** Reading passage follows **
South Bend mayor and Democratic presidential candidate Pete Buttigieg on Saturday repeated his call for Virginia's Democratic Gov. Ralph Northam and Lt. Gov. Justin Fairfax to resign.
A day after Buttigieg attended a fundraiser at the Alexandria, Va. home of Northam's deputy counsel, Jessica Killeen, he echoed his previous call for Northam to resign after it was revealed that his medical school yearbook featured a pair of people in blackface and Ku Klux Klan garb respectively. Buttigieg made the comments at the Black Economic Alliance Presidential Forum in Charleston, S.C.
CNN reporter Dan Merica mentioned how Buttigieg was headed to Richmond, Va. later Saturday night for the Blue Commonwealth Gala dinner and then asked him whether he still believed Northam and Fairfax needed to go.
"Who needs to step down?" Merica asked.
"My views on that haven't changed since the last time I spoke out about that," Buttigieg said.
Buttigieg was one of the first 2020 presidential candidates to call for Northam to resign. He would later call for Fairfax to resign after two women came forward to accuse him of sexual assault—once in 2000 at Duke University and another time in a hotel room during the 2004 Democratic National Convention in Boston. He called the allegations "extremely disturbing."
Merica pressed later to clarify whether Fairfax was included in his call for resignation, prompting Buttigieg to say, "Yeah, I have nothing to add further from last time we talked about that."
Northam and Fairfax were both absent from the Blue Commonwealth Gala on Saturday night, according to NBC reporter Gary Grumbach.
I'm told Lieutenant Governor Justin Fairfax is also not present here at the @vademocrats "Blue Commonwealth Gala" this evening, billed as the premier gathering of elected officials, candidates, community activists and Democratic Party leaders in the Commonwealth of Virginia.
** End of Reading passage **
** Available data follows **
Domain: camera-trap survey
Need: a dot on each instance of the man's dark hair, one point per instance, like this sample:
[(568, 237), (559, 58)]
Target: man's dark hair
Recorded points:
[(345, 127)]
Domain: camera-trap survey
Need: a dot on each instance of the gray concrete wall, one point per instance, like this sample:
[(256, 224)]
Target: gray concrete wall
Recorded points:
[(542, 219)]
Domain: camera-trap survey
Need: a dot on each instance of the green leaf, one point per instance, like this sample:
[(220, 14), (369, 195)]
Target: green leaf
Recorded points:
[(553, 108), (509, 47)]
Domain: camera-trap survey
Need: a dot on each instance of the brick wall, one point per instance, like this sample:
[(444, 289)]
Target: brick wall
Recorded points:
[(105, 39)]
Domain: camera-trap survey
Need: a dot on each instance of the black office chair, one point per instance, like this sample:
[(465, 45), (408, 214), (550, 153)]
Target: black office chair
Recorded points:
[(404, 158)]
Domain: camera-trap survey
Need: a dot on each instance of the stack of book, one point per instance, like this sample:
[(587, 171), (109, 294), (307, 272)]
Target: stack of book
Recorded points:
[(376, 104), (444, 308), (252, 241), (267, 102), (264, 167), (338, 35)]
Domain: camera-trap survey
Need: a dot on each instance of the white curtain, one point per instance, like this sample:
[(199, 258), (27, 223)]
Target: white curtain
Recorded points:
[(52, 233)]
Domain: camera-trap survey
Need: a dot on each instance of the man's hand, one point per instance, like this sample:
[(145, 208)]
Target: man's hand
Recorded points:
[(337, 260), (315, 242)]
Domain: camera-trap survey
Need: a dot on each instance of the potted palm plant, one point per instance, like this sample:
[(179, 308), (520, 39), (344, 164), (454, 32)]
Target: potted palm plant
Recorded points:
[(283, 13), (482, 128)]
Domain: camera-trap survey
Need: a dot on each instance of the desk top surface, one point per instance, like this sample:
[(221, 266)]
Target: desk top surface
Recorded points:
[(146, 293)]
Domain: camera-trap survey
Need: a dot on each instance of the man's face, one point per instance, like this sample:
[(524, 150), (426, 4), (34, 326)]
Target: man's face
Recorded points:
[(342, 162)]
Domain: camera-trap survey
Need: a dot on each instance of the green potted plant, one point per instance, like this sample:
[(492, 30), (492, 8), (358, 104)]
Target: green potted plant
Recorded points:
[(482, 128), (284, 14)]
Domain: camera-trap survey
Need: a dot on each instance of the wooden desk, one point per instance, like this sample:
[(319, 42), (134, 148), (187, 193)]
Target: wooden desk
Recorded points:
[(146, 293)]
** End of Available data **
▸ **Directions**:
1. In the Buttigieg article, at what event did Buttigieg make his comments on Saturday?
2. Reproduce the Buttigieg article word for word, starting at "South Bend mayor" and ending at "Fairfax to resign.".
3. Carry the Buttigieg article forward, picking up after its final sentence.

▸ **Numbered answers**:
1. The Black Economic Alliance Presidential Forum in Charleston, S.C.

2.
South Bend mayor and Democratic presidential candidate Pete Buttigieg on Saturday repeated his call for Virginia's Democratic Gov. Ralph Northam and Lt. Gov. Justin Fairfax to resign.

3.
— Gary Grumbach (@GaryGrumbach) June 16, 2019
Fairfax was ready to donate $2,500 from his political action committee to the Democratic Party of Virginia back in April for a table at the event, but the state party would not accept the donation, the Washington Free Beacon reported.
"The Lt. Governor's We Rise Together PAC was planning to have a group of African-American pastors and other supporters sit at his table. He is innocent and has passed two polygraphs and repeatedly called for an investigation," Fairfax's spokeswoman Lauren Burke said. "DPVA has assumed he is guilty of a violent criminal act with no investigation or even a conversation to ascertain his version of events."
"This is beyond comprehension for a state party claiming dedication ‘to the preservation of all the rights enumerated in Article One of the Constitution of Virginia," Burke said. "That Article, of course, provides for due process of law. If the Lt. Governor can't receive due process from his own party how can we assume the average Virginian can?"